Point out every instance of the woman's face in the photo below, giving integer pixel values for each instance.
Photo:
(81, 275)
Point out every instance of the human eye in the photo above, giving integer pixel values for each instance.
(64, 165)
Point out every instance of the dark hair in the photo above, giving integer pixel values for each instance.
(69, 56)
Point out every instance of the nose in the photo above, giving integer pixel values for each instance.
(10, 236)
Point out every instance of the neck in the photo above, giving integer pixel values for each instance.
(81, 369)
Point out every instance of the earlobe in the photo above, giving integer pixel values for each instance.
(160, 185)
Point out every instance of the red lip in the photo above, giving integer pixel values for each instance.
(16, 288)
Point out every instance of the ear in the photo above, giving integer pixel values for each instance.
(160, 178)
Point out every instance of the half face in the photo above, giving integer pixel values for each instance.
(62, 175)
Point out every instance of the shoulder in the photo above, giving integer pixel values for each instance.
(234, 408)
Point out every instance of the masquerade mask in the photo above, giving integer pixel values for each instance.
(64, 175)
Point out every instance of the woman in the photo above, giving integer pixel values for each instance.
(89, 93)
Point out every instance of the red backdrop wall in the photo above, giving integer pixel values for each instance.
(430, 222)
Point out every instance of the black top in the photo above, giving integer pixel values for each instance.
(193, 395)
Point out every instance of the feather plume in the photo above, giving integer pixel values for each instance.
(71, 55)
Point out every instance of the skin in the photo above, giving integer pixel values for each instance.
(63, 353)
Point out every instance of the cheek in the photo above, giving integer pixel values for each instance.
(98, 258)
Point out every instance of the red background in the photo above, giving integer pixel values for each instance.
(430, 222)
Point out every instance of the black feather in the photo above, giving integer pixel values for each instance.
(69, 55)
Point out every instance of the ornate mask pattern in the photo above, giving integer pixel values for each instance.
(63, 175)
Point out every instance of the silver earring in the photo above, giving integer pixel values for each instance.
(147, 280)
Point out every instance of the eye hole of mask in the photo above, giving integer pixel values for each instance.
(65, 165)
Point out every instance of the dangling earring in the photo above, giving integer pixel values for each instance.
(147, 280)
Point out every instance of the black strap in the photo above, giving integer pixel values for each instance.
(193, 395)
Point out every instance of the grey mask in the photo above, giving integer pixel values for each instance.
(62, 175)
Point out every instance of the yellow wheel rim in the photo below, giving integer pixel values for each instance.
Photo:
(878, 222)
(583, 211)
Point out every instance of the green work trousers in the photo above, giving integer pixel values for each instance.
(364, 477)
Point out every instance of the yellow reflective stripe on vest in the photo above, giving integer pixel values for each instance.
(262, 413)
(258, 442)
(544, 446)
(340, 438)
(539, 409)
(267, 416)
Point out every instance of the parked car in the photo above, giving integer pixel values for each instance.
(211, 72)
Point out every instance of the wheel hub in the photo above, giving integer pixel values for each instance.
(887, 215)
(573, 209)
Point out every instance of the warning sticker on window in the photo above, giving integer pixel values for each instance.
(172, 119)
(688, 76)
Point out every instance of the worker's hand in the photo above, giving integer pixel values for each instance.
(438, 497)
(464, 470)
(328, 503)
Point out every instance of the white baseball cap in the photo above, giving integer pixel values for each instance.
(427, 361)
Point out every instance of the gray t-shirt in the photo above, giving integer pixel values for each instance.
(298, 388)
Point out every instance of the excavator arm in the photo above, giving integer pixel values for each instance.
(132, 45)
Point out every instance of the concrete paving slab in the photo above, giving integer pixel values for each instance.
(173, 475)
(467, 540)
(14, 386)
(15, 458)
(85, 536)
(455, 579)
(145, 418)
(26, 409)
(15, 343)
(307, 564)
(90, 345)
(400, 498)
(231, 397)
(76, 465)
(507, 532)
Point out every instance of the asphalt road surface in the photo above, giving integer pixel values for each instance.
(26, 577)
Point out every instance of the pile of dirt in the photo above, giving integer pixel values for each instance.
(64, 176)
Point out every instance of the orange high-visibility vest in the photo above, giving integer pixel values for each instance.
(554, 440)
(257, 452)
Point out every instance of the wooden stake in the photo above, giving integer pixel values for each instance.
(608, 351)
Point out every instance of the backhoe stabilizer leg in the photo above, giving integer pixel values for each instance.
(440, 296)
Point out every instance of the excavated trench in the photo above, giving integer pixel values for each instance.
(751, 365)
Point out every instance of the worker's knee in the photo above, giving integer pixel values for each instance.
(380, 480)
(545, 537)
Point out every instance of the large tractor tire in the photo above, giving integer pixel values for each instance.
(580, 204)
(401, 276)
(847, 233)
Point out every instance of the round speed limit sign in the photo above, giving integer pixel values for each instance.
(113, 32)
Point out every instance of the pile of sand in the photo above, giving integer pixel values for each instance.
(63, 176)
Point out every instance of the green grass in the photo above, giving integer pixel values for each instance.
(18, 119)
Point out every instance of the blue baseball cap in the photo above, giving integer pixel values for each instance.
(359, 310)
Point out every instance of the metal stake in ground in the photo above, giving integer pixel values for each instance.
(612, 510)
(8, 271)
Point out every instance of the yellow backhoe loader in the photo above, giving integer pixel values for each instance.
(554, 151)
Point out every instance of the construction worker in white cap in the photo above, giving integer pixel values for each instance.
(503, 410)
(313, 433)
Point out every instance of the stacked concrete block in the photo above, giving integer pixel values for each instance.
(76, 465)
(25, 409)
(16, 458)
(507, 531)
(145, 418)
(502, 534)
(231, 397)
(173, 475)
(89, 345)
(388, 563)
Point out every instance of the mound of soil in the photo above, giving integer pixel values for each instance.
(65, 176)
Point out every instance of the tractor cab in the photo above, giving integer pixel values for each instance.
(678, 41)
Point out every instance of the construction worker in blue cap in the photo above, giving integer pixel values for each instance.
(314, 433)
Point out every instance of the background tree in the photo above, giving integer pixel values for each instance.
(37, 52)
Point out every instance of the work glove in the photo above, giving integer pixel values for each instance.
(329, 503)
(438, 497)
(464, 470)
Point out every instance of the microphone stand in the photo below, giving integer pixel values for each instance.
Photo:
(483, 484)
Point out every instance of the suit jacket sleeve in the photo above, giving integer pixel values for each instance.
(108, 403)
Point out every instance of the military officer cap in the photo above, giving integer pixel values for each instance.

###

* [Aim of the task]: Rewrite all the lines above, switching "integer pixel values" to "whole-number pixel coordinates" and leaving everything else unchanged.

* [Complete answer]:
Point out every instance of the woman's face in the photo below, giving whole-number pixel coordinates for each instance.
Photo:
(81, 275)
Point out every instance of the human eye in the photo above, giving whole-number pixel coordinates for each instance.
(64, 165)
Point out every instance of the dark hair in the photo above, giving whole-number pixel coordinates for each instance.
(69, 56)
Point out every instance of the nose in the photo above, giving whole-number pixel coordinates for each instance.
(10, 236)
Point out every instance of the neck in the photo above, giving whole-number pixel coordinates for each instance.
(81, 369)
Point out every instance of the earlobe in the photo above, giving whole-number pixel coordinates for each instance.
(160, 185)
Point out every instance of the red lip in the photo above, giving whole-number pixel coordinates for each instance.
(16, 288)
Point out every instance of the ear in the photo above, giving whole-number pixel coordinates for each instance.
(160, 178)
Point out every instance of the half face in the photo above, giving whole-number pixel coordinates for each instance.
(62, 175)
Point out every instance of the shoulder in the photo above, giving whole-number pixel coordinates for each instance.
(234, 408)
Point out every instance of the masquerade mask in the photo above, giving whole-number pixel coordinates for each instance.
(64, 175)
Point out every instance of the woman in the photo above, giving whole-number pixel coordinates for each instance.
(89, 93)
Point out every instance of the red backdrop wall in the photo above, giving whole-number pixel coordinates for each instance.
(430, 222)
Point out every instance of the black top in the photo above, giving whole-number pixel coordinates for each instance.
(193, 395)
Point out every instance of the feather plume in the photo above, giving whole-number pixel coordinates for each instance.
(71, 55)
Point out every instance of the skin in the photo above, giving whole-number pixel coordinates for each instance.
(63, 353)
Point out every instance of the cheek in the photo above, giving whole-number pixel coordinates for each instance.
(98, 258)
Point out every instance of the red background in the photo above, giving whole-number pixel coordinates for each instance.
(430, 222)
Point out every instance of the black feather in the photo above, giving whole-number pixel coordinates for each instance.
(69, 55)
Point out every instance of the ornate mask pattern in the photo above, giving whole-number pixel coordinates for each instance.
(63, 175)
Point out every instance of the silver earring in the photo above, giving whole-number pixel coordinates for each instance.
(147, 280)
Point out every instance of the eye hole of mask in the photo above, giving whole-number pixel coordinates for each instance.
(65, 165)
Point out every instance of the dangling earring in the photo above, giving whole-number pixel coordinates for each instance.
(147, 280)
Point out every instance of the black strap in the photo above, giving whole-number pixel coordinates for each instance.
(193, 395)
Point out every instance of the grey mask in the photo above, giving whole-number pixel coordinates for each instance.
(62, 175)
Point out every instance of the yellow wheel rim in the photo below, giving whole-number pixel coordinates for each instance.
Photo:
(878, 222)
(583, 211)
Point out every instance of the green work trousers in the photo above, giving whole-number pixel coordinates for each instance.
(364, 477)
Point out every instance of the yellow reflective stripe on vest in the photo above, giving whole-number pixel coordinates for each instance.
(262, 413)
(258, 442)
(544, 446)
(340, 438)
(539, 409)
(267, 416)
Point out every instance of the parked car in the photo above, giving whole-number pixel coordinates for each instance.
(211, 72)
Point out every instance of the wheel hub in the photo above, giving whole-number pixel coordinates for each instance.
(887, 215)
(573, 209)
Point out every instance of the warning sticker on window in the photo above, giving whole-number pixel coordinates for each instance.
(172, 119)
(688, 76)
Point out every instance of the worker's hand in the photo above, giving whole-number pixel coordinates for each instance.
(438, 497)
(464, 470)
(328, 503)
Point out every instance of the white baseball cap in the photo above, giving whole-number pixel coordinates for each instance.
(427, 361)
Point out every instance of the gray t-shirt in the photo above, giving whole-number pixel coordinates for each instance.
(298, 388)
Point out every instance of the excavator arm in the photo above, giving whole-number pixel coordinates for each instance.
(132, 45)
Point out every instance of the concrete paving slab in the photo above, giving whole-number pixel coordinates for each instance.
(173, 475)
(467, 540)
(14, 386)
(15, 458)
(85, 536)
(455, 579)
(145, 418)
(26, 409)
(15, 343)
(307, 564)
(90, 345)
(400, 498)
(231, 397)
(76, 465)
(507, 532)
Point out every instance of the asphalt road surface in the photo above, giving whole-number pixel coordinates for each instance.
(26, 577)
Point out every instance of the pile of dirt in the photo above, giving whole-number pixel coordinates for each instance.
(64, 176)
Point out every instance of the orange high-visibility vest in the photo above, giving whole-number pixel coordinates for each instance.
(554, 440)
(257, 452)
Point out every instance of the wooden stake in the photo above, giving whole-number pixel coordinates for each instance.
(608, 351)
Point out every instance of the backhoe stabilizer leg in the photo above, giving whole-number pixel coordinates for each instance.
(440, 296)
Point out every instance of the excavated trench in the photo above, giving whole-number pixel coordinates for each instance.
(751, 365)
Point out every instance of the worker's knee in the photo above, giving whole-number pixel coordinates for each instance.
(380, 480)
(545, 537)
Point out every instance of the large tractor tire in the photo above, giving whole-number pixel coordinates for each instance.
(580, 204)
(401, 276)
(847, 233)
Point out every instance of the round speed limit sign in the photo above, giving whole-number pixel coordinates for each instance.
(113, 32)
Point out every instance of the pile of sand in the photo above, giving whole-number pixel coordinates for each instance.
(63, 176)
Point out every instance of the green grass in the photo above, giving whole-number pixel coordinates for each instance.
(18, 119)
Point out every instance of the blue baseball cap in the photo above, giving whole-number pixel coordinates for each instance.
(359, 310)
Point out every instance of the metal stake in ground in the photo above, giving whole-number pixel coordinates for each instance.
(612, 510)
(8, 271)
Point out every instance of the yellow backhoe loader in the photo above, giving whole-number pixel coordinates for each instance.
(554, 151)
Point out every instance of the construction worker in white cap in the photo above, giving whole-number pixel coordinates for each instance.
(503, 410)
(313, 433)
Point out every instance of the stacked concrete block in the photo above, giving whole-number pixel coordinates for each instance.
(76, 465)
(25, 409)
(16, 458)
(507, 531)
(145, 418)
(502, 534)
(231, 397)
(173, 475)
(89, 345)
(388, 563)
Point out every instance of the mound of soil in the photo above, giving whole-number pixel coordinates for each instance.
(65, 176)
Point out every instance of the tractor cab in the photo above, giving whole-number pixel coordinates for each instance.
(678, 41)
Point out every instance of the construction worker in blue cap in the photo above, giving whole-number pixel coordinates for each instance.
(314, 433)
Point out every instance of the background tree in the photo above, giving whole-number pixel coordinates for each instance.
(37, 52)
Point out every instance of the work glove in the photo above, giving whole-number pixel coordinates for each instance.
(329, 503)
(438, 497)
(464, 470)
Point out every instance of the microphone stand in the photo below, giving whole-number pixel coordinates for each instance.
Photo:
(483, 484)
Point out every instance of the suit jacket sleeve in the photo above, giving whole-number pixel coordinates for each instance.
(108, 403)
Point out every instance of the military officer cap in the photo above, giving whole-number pixel coordinates for each instance.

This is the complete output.